Required work » Give back the full listing verbatim, apart from its images.

Study material »
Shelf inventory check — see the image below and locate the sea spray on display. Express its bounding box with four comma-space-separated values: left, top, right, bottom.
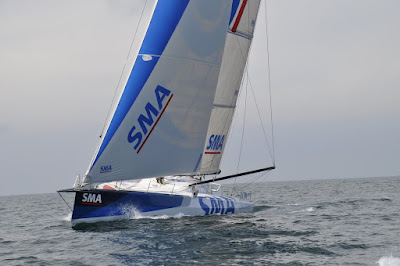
377, 256, 400, 266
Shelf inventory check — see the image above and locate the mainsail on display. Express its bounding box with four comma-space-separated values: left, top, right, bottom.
200, 0, 262, 174
84, 0, 234, 183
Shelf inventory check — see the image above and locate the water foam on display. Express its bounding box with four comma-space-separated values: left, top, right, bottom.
62, 213, 72, 222
121, 205, 185, 220
128, 212, 185, 220
305, 207, 315, 212
377, 256, 400, 266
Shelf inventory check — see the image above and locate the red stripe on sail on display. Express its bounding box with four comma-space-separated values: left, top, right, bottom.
205, 152, 221, 155
137, 94, 174, 154
82, 202, 102, 206
232, 0, 248, 33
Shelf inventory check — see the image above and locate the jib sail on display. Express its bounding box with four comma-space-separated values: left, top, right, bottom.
200, 0, 262, 174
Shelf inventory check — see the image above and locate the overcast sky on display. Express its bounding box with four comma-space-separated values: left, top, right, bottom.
1, 0, 399, 196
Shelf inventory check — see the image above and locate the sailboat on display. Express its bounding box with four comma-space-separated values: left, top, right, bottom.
58, 0, 275, 226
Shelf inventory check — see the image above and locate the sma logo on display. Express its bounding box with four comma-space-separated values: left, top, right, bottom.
205, 134, 225, 154
82, 193, 102, 205
100, 165, 112, 173
127, 85, 173, 154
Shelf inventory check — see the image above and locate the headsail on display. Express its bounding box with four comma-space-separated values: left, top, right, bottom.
84, 0, 234, 183
200, 0, 262, 174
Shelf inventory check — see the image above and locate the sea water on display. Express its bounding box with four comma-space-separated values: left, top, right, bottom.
1, 176, 399, 265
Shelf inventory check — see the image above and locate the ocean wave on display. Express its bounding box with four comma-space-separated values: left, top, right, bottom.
253, 205, 273, 212
254, 203, 317, 214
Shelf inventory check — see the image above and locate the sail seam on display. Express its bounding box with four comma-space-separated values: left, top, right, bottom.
228, 30, 252, 40
213, 103, 236, 109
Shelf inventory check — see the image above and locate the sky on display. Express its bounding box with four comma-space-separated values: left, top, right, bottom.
1, 0, 399, 196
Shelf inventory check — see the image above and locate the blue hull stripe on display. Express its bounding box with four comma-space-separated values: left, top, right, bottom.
92, 0, 190, 168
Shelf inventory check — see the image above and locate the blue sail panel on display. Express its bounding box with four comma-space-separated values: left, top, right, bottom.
91, 0, 190, 169
88, 0, 233, 183
230, 0, 241, 24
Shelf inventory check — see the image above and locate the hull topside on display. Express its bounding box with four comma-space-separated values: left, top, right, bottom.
71, 189, 253, 225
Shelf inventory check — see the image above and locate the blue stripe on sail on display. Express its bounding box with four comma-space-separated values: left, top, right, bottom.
229, 0, 240, 25
91, 0, 190, 169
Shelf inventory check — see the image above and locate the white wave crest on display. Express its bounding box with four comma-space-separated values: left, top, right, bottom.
305, 207, 315, 212
291, 206, 315, 213
377, 256, 400, 266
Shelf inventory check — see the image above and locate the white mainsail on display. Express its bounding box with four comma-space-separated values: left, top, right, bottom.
84, 0, 234, 183
200, 0, 262, 174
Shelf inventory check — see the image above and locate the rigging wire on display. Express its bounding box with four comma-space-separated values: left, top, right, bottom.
57, 192, 73, 212
232, 70, 249, 195
216, 22, 251, 176
83, 1, 150, 179
264, 0, 276, 165
230, 170, 274, 198
237, 0, 275, 166
230, 3, 253, 194
232, 0, 276, 193
100, 0, 149, 137
236, 74, 249, 173
245, 69, 274, 161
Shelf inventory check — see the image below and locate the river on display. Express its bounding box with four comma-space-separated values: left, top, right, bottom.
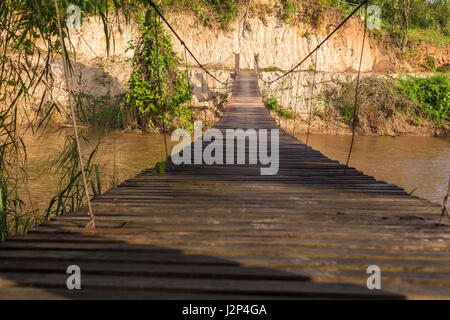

Completed task »
Shelf inventory check — see the image below and locate the sea spray on display. Express its bounding box with four comma-space-separated values: left, top, right, bottom.
377, 256, 400, 266
Shelf inventory check — see the image above and locate the mainsail on display. Express its bounding box with four comma-space-separated values: left, top, right, bottom.
200, 0, 262, 174
84, 0, 234, 183
Shelf inventory check — see the image above and locate the water foam on display. Express its bounding box with four comma-space-separated values: left, top, right, bottom.
62, 213, 72, 222
121, 205, 185, 220
128, 212, 185, 220
305, 207, 315, 212
377, 256, 400, 266
Shelf inventory check — see the image above and locate the red stripe on sail on display. Express its bounding box with four comma-space-separated values: left, top, right, bottom.
205, 152, 221, 155
137, 94, 174, 154
82, 202, 102, 206
232, 0, 248, 33
Shelf inventory check — see the image above and locate the jib sail on display. Express its bounding box with four comma-space-separated values: left, top, right, bottom.
200, 0, 262, 174
Shelf inventory check — see the image above and locate the overcast sky on display. Express its bounding box with four comma-space-separated values: left, top, right, bottom.
1, 0, 399, 196
Shelf inventory check — see the image above and locate the sailboat on display. Express its bounding box with four comma-space-separated values: left, top, right, bottom.
58, 0, 275, 226
Shelf inventory check — see the image above and locate the sma logo on display. Express its bounding box with four comma-space-separated values: left, top, right, bottom.
205, 134, 225, 154
82, 193, 102, 205
100, 165, 112, 173
127, 85, 173, 154
Shelf inventory check — see the image above and locate the headsail on display. Express its bounding box with four comma-space-separated values: left, top, right, bottom.
84, 0, 234, 183
200, 0, 262, 174
Shelf inventory check — see the image above and locate the sea water on display. Express its bounding box with four comma-space-separated values: left, top, right, bottom.
1, 176, 399, 265
Shelf inventory check — see the image above and locate the ocean wave on display. Express its bounding box with four comma-space-separated values: left, top, right, bottom.
253, 205, 273, 212
254, 203, 317, 214
Shelf inventory check — see the image above and locate the sail seam on display. Express its bounding box with four comma-space-separated values: left, top, right, bottom.
228, 30, 252, 40
213, 103, 236, 109
Shelf inventory check — see the image above and locate the sky on display. Express its bounding box with four comma-space-separated values: left, top, right, bottom.
1, 0, 399, 196
Shelf inventory check — see the image above and locate the blue hull stripe on display. Express its bounding box with four comma-space-separated values: left, top, right, bottom.
92, 0, 190, 168
Shelf inventory check — see the image above and locate the blue sail panel on display. Express its bounding box with four comma-space-separated values: left, top, right, bottom.
91, 0, 190, 169
88, 0, 233, 183
230, 0, 241, 24
Shelf inventory check — see the image above and locate the hull topside on display. Express its bounding box with four comma-space-separated values: left, top, right, bottom.
71, 189, 253, 225
Shelf inventory check — see the image above and locate the blue stripe on sail on display. Express its bounding box with four comma-space-separated values: left, top, right, bottom.
229, 0, 240, 25
91, 0, 190, 169
Shelf inventory check — see the image above and locate the white wave crest on display. Express its bounding box with four comma-space-separated values: left, top, right, bottom.
305, 207, 315, 212
291, 206, 315, 213
377, 256, 400, 266
Shelf inventory check — see the image above and locate the white mainsail on display. Express its bounding box with four comma-space-separated values: left, top, right, bottom.
84, 0, 234, 183
200, 0, 262, 174
Shelf inventory check — see the image above and locate the rigging wire on display. Express its bounding box with four comma-space-separated values: left, top, right, bottom.
57, 192, 73, 212
232, 70, 249, 195
216, 22, 251, 176
83, 1, 150, 179
264, 0, 276, 165
230, 170, 274, 198
237, 0, 275, 166
230, 3, 253, 194
232, 0, 276, 193
100, 0, 149, 137
236, 74, 249, 173
245, 69, 274, 161
Shelf inventory check — see the image below and locate the river on display. Express its bounding box with four comma-space-separated values: left, top, right, bottom.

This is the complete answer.